[Supplied material]

---------------

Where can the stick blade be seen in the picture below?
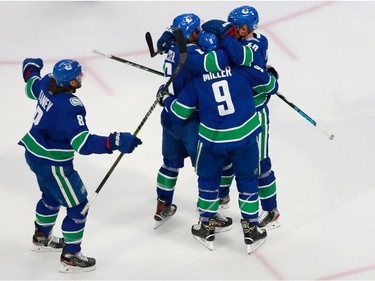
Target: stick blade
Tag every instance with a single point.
(150, 44)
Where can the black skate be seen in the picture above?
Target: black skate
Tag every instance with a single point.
(254, 236)
(164, 212)
(76, 262)
(222, 223)
(204, 232)
(269, 219)
(224, 202)
(46, 243)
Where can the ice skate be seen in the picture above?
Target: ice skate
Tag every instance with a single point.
(224, 202)
(222, 223)
(164, 212)
(76, 262)
(269, 219)
(46, 243)
(204, 232)
(254, 236)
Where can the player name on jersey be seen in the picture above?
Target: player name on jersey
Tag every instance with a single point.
(220, 74)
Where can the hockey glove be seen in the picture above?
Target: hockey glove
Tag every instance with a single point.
(165, 41)
(271, 70)
(31, 67)
(219, 28)
(162, 94)
(124, 142)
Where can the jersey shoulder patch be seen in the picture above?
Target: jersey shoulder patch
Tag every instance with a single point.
(75, 101)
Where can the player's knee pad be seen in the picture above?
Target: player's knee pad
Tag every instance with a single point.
(49, 203)
(265, 166)
(247, 185)
(208, 188)
(75, 213)
(174, 164)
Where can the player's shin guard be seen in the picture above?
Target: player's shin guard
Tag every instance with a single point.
(73, 227)
(225, 183)
(166, 183)
(46, 215)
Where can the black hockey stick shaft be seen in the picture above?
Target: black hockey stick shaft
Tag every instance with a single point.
(292, 105)
(142, 67)
(150, 45)
(304, 115)
(127, 62)
(183, 57)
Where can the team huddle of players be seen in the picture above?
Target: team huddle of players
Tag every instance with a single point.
(215, 113)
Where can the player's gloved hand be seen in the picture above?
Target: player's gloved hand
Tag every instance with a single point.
(271, 70)
(219, 27)
(31, 66)
(124, 142)
(165, 41)
(161, 95)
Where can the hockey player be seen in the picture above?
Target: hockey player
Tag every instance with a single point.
(59, 130)
(251, 50)
(228, 129)
(180, 141)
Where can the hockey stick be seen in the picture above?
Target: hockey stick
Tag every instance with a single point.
(308, 118)
(150, 45)
(127, 62)
(297, 109)
(183, 57)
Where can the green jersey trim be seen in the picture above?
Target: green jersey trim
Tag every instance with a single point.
(231, 134)
(58, 155)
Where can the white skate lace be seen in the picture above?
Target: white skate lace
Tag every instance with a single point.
(54, 239)
(220, 217)
(81, 256)
(263, 215)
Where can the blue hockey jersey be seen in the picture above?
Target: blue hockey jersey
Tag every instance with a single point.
(59, 128)
(198, 62)
(225, 102)
(252, 52)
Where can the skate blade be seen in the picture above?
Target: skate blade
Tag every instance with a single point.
(224, 206)
(39, 248)
(65, 268)
(160, 223)
(223, 229)
(208, 244)
(252, 247)
(271, 225)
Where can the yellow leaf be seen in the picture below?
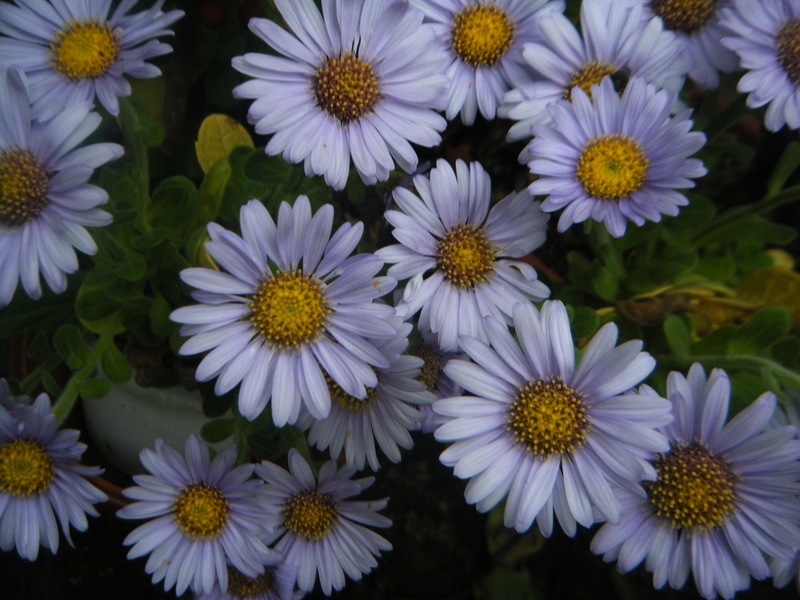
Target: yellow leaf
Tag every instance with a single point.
(218, 135)
(773, 286)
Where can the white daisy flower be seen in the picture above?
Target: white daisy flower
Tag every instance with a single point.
(45, 200)
(614, 41)
(289, 303)
(360, 80)
(485, 41)
(454, 248)
(75, 50)
(317, 527)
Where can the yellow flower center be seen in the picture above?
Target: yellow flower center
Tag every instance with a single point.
(84, 49)
(23, 187)
(612, 166)
(482, 33)
(242, 586)
(346, 87)
(309, 514)
(289, 309)
(466, 256)
(683, 15)
(588, 75)
(788, 41)
(201, 511)
(548, 417)
(432, 367)
(694, 489)
(25, 468)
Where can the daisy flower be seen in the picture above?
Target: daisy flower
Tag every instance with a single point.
(725, 498)
(205, 514)
(42, 483)
(615, 159)
(699, 32)
(277, 582)
(362, 80)
(385, 415)
(768, 44)
(45, 200)
(74, 51)
(615, 41)
(289, 303)
(549, 435)
(485, 41)
(447, 232)
(317, 526)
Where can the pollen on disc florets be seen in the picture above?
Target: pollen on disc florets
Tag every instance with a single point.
(588, 75)
(695, 488)
(548, 417)
(683, 15)
(482, 33)
(466, 256)
(25, 468)
(201, 511)
(289, 309)
(84, 49)
(788, 42)
(309, 514)
(23, 187)
(242, 586)
(346, 87)
(612, 166)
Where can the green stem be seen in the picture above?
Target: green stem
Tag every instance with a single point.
(741, 213)
(69, 396)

---------------

[To be done] Without including any pictures, print each record exactly.

[Expected answer]
Where can the stick blade be seen in the picture below?
Target: stick blade
Tag every instance with a single point.
(150, 44)
Where can the black skate be seen in the picture above?
Target: black skate
Tag every instance with a single point.
(254, 236)
(164, 212)
(76, 262)
(222, 223)
(204, 232)
(269, 219)
(224, 202)
(46, 243)
Where can the ice skate be seen in the picture above?
Target: ice skate
Tag every instance with a single point.
(224, 202)
(222, 223)
(164, 212)
(76, 262)
(269, 219)
(46, 243)
(204, 232)
(254, 236)
Where can the player name on jersey be seen in the picture above?
Target: player name on jersey
Tag every instance with a single point.
(220, 74)
Where can the hockey glove be seen in the picture above?
Target: hockey glove
Tag every instance with a single point.
(165, 41)
(271, 70)
(31, 67)
(219, 28)
(162, 94)
(124, 142)
Where can the jersey shoulder patch be seen in the picture above?
Target: jersey shoulder patch
Tag every instance with a single point.
(75, 101)
Where can the player's knee pad be seen in the picture above?
Target: player's knee pad
Tag every instance with a single point.
(49, 203)
(265, 166)
(247, 185)
(208, 188)
(75, 213)
(174, 164)
Where can the player's shin guard be seen in the picture above?
Target: player's shin guard
Tag every instance with a single point.
(73, 227)
(225, 183)
(166, 183)
(46, 215)
Where can the black hockey stick shaft be seen in the picture above?
Target: black hockey stick shaft
Tag every instance with a single point.
(292, 105)
(142, 67)
(150, 45)
(304, 115)
(127, 62)
(183, 57)
Where can the team huddle of players be seen in the picture above?
Target: team huddle of players
Tag every instance with a single point.
(215, 113)
Where can the player's gloved hand be seen in the picture above?
Target: player's gloved hand
Tag every instance with a single point.
(271, 70)
(219, 27)
(31, 66)
(124, 142)
(165, 41)
(161, 95)
Where can the hockey player be seen in the picture above?
Target: hockey player
Tag every instance with a single point.
(59, 130)
(251, 50)
(228, 129)
(180, 141)
Where can the hockey stick be seen in the picture above?
Target: hockey stick
Tag every instance with a single point.
(308, 118)
(150, 45)
(127, 62)
(297, 109)
(183, 57)
Where can the green jersey trim be seen in the picture above?
Target: green jersey trim
Tag every instance with a single point.
(231, 134)
(58, 155)
Where can the white skate lace be seen in the picture above?
Target: white skate lace
Tag every instance with a single point.
(54, 239)
(220, 217)
(81, 256)
(263, 215)
Where can the blue hockey jersey be seen in the picture above?
Target: blue hockey jersey
Tag every instance with a single point.
(59, 128)
(198, 62)
(225, 102)
(252, 52)
Where can the skate blade be seen in the picture above?
Target: skate blade
Tag every instance with a single point.
(224, 206)
(39, 248)
(65, 268)
(160, 223)
(223, 229)
(208, 244)
(252, 247)
(271, 225)
Where can the yellow leaf be seen in the picture below?
Target: yellow leaf
Tag every instance with a single point.
(218, 135)
(773, 286)
Where can the white daisy flower be seen in the picture above?
Target: white daisy flower
Tag every instance with a single point.
(45, 200)
(614, 41)
(289, 303)
(360, 80)
(485, 41)
(454, 248)
(75, 50)
(317, 527)
Where can the yellow flower center be seen in the picture above?
Target: yellow flower center
Tag every instance with a single point.
(84, 49)
(23, 187)
(612, 166)
(482, 33)
(242, 586)
(346, 87)
(309, 514)
(289, 309)
(466, 256)
(683, 15)
(588, 75)
(788, 41)
(201, 511)
(548, 417)
(432, 367)
(694, 489)
(25, 468)
Where can the daisy flower be seen in the picture above?
Target: daisy flower
Tag every instance with a single point.
(725, 498)
(205, 514)
(42, 483)
(615, 159)
(699, 32)
(277, 582)
(362, 80)
(385, 415)
(768, 44)
(45, 200)
(74, 51)
(615, 41)
(289, 303)
(549, 435)
(485, 41)
(447, 232)
(317, 526)
Where can the pollen on disc florets be seen in the picture above?
Target: pollen on disc florets
Tag every instance with a single point.
(588, 75)
(695, 488)
(548, 417)
(683, 15)
(482, 33)
(466, 256)
(25, 468)
(201, 511)
(289, 309)
(84, 49)
(788, 42)
(309, 514)
(23, 187)
(242, 586)
(346, 87)
(612, 166)
Where can the green stem be seen in the picture above?
Target: green stem
Tag every instance with a single point.
(741, 213)
(69, 396)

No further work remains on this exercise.